Otto Nogami acrescenta que tudo vai depender de como o governo vai conduzir o processo de recuperação da atividade econômica. "Na medida que demora na elaboração de um mecanismo para ajudar o pequeno, o microempresário, quanto mais ele demorar para implementar isso, maior será o dano estrutural em cima da economia", analisou o economista.

Luana Miranda, pesquisadora FGV Ibre, tem uma visão pessimista sobre a recuperação econômica do Brasil e prevê que ela retomará o patamar pré-pandemia no segundo semestre de 2022.

"Vamos demorar bastante tempo para superar, pela situação crítica das nossas contas fiscais, que gera incerteza e trava investimento. Também teremos desemprego muito alto. Já era antes [da pandemia], com muita informalidade, mas vai crescer ainda mais e prejudicar a retomada via consumo das famílias", analisou Luana.

De acordo com a pesquisadora, os serviços prestados às famílias corresponde a 24% do PIB (Produto Interno Bruto) do país. E o desempenho do setor já registra perda acumulada de 61,6% durante a pandemia. O recuo é visto principalmente no ramo de alojamentos e alimentação, que chega a 64,4% de retração.

Cristiano Melles, presidente da ANR (Associação Nacional de Restaurantes), aponta ainda que a situação piorou depois de abril. A estimativa é que 22% dos estabelecimentos, o que representam cerca de 200 mil locais, não devem reabrir as portas, podendo chegar a 80%. E aproximadamente 1 milhão de empregos já foram perdidos.

● ● ● ● ● ● ●

▶ _Sobre a tarefa_
Liste todos os percentuais citados no trecho sobre a recuperação econômica, na ordem em que aparecem. Use somente as informações do trecho.

● ● ● ● ● ● ●

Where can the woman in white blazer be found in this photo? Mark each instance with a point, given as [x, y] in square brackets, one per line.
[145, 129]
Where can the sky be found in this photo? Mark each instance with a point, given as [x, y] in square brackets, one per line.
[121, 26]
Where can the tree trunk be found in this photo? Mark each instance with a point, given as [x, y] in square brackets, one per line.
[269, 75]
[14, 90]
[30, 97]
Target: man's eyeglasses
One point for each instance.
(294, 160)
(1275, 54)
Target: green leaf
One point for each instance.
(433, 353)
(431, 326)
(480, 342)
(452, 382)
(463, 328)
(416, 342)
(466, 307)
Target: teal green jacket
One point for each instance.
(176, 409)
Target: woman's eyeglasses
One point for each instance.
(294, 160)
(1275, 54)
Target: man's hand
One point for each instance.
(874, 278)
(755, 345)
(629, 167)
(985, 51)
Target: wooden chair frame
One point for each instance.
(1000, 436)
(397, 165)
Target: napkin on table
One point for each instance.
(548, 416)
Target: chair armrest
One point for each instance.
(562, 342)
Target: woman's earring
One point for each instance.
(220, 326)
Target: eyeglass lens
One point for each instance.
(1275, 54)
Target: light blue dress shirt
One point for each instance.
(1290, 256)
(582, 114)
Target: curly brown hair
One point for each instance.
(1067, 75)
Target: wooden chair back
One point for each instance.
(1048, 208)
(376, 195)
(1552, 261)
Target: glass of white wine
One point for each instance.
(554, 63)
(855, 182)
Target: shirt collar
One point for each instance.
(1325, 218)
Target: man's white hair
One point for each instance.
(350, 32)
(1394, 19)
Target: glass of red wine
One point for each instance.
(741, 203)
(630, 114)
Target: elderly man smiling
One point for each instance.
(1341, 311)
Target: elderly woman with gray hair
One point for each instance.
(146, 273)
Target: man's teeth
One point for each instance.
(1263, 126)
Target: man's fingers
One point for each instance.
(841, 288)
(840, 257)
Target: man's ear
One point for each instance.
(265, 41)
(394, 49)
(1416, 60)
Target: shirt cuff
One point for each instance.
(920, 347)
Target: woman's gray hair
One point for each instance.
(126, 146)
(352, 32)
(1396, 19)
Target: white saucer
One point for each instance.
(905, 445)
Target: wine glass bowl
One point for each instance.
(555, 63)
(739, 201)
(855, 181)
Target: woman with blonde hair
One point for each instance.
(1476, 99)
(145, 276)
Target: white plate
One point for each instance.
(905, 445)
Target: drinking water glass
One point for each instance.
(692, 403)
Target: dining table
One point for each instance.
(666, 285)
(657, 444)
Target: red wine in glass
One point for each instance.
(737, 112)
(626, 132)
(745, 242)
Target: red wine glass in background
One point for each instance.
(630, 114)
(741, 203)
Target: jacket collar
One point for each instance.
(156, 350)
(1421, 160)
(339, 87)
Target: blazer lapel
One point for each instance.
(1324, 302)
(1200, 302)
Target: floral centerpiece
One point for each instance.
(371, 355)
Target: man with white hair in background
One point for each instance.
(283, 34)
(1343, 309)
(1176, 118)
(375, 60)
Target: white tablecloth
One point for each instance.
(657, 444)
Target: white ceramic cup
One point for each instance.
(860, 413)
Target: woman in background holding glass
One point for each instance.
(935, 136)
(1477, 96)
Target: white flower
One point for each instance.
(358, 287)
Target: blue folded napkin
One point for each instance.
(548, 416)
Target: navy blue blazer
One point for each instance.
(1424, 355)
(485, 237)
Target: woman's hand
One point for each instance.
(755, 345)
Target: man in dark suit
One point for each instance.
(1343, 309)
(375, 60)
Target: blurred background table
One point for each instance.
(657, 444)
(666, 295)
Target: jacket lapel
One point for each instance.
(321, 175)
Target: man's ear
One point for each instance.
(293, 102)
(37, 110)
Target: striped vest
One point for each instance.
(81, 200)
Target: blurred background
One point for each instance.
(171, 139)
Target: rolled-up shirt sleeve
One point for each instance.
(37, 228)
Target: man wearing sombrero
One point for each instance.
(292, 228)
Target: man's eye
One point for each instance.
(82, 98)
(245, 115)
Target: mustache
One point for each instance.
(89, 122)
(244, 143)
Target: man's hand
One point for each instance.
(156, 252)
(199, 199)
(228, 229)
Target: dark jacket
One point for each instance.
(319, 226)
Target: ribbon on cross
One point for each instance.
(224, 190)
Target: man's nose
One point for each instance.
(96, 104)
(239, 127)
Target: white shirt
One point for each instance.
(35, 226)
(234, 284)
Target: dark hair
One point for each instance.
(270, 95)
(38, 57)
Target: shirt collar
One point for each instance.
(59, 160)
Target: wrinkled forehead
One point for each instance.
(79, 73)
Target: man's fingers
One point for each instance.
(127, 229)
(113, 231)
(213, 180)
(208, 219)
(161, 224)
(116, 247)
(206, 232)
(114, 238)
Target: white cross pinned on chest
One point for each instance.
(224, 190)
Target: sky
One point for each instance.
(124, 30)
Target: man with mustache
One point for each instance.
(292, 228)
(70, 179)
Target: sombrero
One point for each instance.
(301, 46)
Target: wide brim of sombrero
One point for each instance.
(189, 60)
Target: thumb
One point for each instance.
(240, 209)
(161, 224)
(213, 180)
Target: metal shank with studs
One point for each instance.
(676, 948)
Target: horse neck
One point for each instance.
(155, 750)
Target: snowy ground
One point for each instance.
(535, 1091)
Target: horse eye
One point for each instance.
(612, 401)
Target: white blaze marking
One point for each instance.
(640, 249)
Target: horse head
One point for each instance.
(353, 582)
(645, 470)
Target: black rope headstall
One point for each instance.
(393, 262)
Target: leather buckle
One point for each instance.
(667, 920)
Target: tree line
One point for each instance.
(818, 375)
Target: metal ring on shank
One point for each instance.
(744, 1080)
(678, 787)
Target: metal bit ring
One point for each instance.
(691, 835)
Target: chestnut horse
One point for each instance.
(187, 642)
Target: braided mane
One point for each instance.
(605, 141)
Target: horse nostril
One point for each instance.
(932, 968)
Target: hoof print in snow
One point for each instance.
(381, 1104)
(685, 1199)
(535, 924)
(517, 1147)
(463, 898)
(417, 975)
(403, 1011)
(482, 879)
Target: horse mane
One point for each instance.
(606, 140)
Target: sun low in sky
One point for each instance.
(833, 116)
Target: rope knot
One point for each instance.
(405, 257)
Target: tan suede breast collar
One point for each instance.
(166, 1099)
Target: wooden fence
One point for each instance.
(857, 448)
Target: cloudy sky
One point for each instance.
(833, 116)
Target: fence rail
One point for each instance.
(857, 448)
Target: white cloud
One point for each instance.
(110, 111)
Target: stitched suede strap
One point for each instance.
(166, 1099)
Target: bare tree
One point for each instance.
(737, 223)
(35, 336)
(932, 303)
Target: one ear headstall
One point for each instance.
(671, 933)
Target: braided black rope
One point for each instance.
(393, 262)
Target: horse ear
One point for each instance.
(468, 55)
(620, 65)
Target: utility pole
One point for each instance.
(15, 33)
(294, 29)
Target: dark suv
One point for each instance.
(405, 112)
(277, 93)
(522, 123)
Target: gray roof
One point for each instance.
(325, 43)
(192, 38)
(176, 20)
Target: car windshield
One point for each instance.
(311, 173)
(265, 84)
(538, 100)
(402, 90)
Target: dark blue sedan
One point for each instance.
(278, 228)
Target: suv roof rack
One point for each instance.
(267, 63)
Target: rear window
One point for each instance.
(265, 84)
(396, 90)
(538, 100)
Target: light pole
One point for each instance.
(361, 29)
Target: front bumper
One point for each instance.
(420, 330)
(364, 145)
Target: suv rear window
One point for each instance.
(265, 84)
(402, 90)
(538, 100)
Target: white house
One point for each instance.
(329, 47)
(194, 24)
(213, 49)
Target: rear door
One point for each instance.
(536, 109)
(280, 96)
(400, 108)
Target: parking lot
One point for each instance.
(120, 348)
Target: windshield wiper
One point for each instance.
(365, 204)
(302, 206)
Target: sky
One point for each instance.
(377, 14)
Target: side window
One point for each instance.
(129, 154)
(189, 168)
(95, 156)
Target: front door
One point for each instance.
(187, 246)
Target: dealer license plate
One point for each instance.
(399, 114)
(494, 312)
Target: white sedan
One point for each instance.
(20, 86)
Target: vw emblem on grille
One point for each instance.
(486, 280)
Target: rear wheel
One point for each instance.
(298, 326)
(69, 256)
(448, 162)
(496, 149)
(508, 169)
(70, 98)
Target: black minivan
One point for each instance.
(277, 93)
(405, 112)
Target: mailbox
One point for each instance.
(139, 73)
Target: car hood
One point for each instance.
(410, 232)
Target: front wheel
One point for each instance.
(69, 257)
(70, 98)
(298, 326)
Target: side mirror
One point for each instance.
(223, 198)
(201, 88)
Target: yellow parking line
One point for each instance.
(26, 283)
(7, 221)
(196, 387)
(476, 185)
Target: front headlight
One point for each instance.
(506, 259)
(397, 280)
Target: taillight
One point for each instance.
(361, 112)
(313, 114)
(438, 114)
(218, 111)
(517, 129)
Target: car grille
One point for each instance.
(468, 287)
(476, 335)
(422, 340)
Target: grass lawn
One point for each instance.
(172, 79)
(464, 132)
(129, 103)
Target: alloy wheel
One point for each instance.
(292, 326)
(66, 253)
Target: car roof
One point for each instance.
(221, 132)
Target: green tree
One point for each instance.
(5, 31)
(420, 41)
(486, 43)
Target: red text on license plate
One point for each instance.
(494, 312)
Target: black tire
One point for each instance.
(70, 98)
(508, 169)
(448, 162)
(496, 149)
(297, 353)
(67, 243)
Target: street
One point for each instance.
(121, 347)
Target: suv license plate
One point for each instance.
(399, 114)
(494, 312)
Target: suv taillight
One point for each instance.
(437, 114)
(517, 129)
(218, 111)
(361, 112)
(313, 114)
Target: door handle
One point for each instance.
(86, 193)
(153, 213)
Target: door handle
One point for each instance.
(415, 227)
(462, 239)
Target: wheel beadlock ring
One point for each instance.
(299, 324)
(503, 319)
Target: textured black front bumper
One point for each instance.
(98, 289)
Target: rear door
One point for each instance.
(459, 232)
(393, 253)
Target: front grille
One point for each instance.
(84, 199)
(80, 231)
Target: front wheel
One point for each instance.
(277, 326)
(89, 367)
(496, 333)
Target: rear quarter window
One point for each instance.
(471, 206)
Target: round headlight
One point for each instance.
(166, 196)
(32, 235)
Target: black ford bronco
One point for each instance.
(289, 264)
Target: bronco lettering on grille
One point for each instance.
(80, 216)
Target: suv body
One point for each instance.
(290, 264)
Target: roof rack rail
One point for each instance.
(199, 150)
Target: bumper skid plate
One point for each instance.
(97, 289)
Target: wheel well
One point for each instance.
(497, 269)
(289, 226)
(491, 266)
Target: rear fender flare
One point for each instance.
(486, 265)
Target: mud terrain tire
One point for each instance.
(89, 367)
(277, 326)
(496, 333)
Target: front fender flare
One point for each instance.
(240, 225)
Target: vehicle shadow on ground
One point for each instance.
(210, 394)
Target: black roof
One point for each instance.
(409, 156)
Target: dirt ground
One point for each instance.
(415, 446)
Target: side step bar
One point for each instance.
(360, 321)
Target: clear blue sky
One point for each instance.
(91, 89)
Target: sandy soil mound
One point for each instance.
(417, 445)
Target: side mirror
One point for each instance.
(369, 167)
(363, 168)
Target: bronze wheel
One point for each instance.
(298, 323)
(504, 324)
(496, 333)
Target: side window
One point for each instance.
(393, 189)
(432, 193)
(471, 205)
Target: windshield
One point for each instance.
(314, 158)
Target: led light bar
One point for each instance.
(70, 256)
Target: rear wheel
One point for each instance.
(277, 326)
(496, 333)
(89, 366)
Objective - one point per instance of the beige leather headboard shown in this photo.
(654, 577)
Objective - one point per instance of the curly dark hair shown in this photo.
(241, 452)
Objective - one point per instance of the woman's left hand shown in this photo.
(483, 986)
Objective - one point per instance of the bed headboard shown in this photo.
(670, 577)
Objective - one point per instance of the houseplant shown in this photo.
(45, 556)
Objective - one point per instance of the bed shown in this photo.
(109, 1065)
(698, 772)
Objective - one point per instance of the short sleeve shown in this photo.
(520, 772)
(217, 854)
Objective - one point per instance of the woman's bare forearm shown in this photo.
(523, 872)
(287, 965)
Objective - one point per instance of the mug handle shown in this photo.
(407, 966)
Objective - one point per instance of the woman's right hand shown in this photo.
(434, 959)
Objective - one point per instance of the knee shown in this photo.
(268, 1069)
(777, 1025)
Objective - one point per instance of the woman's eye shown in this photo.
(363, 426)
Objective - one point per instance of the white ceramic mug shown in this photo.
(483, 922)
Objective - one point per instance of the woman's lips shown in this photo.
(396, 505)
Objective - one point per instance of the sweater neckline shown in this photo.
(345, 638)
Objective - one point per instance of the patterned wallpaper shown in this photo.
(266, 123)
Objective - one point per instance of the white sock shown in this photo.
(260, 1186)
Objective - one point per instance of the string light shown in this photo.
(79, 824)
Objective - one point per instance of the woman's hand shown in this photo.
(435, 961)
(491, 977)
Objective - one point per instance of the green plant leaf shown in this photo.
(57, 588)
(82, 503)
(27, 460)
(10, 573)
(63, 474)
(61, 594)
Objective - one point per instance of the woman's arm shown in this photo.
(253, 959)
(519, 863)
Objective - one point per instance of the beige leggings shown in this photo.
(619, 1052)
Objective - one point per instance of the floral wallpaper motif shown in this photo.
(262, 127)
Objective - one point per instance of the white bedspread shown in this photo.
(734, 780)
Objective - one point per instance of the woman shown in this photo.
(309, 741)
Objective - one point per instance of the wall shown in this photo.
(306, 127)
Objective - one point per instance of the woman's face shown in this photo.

● ● ● ● ● ● ●

▶ _Sua resposta_
24%, 61,6%, 64,4%, 22% e 80%.